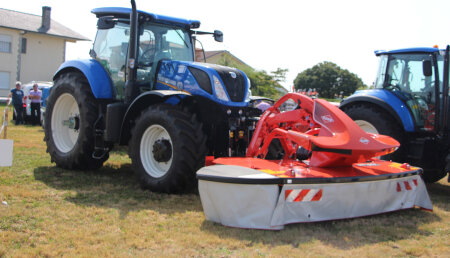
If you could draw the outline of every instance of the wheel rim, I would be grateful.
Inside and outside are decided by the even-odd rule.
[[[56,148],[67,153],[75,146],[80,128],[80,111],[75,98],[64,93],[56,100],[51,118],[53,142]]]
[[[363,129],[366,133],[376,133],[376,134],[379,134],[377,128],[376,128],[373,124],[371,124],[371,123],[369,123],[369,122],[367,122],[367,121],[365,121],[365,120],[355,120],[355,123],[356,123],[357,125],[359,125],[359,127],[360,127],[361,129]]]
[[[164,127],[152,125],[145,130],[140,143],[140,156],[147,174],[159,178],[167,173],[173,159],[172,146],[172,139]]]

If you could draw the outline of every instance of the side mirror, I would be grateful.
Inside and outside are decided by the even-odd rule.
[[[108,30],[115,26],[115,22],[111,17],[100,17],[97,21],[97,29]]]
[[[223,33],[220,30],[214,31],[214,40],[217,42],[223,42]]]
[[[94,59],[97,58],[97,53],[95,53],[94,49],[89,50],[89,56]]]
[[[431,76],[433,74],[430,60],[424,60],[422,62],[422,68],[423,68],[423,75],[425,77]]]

### What to work on
Quote every record above exactly, leaving out the pictures.

### Answer space
If you could draw the outline of every instance of the wheel rim, I would be grateful.
Inside and outside are decided by the even-odd rule.
[[[56,148],[67,153],[75,146],[80,128],[80,111],[75,98],[64,93],[56,100],[51,118],[53,142]]]
[[[363,129],[366,133],[376,133],[376,134],[379,134],[377,128],[376,128],[373,124],[371,124],[371,123],[369,123],[369,122],[367,122],[367,121],[365,121],[365,120],[355,120],[355,123],[356,123],[357,125],[359,125],[359,127],[360,127],[361,129]]]
[[[164,127],[152,125],[145,130],[140,143],[140,156],[147,174],[159,178],[167,173],[173,159],[172,146],[172,139]]]

If you could draw the outline of every instance of the side mirror, I would be grateful.
Inside and outside are decided by the even-odd rule.
[[[108,30],[115,26],[115,22],[111,17],[100,17],[97,21],[97,29]]]
[[[223,33],[220,30],[214,31],[214,40],[217,42],[223,42]]]
[[[94,59],[97,58],[97,53],[95,53],[94,49],[89,50],[89,56]]]
[[[431,76],[433,74],[430,60],[424,60],[422,62],[422,68],[423,68],[423,75],[425,77]]]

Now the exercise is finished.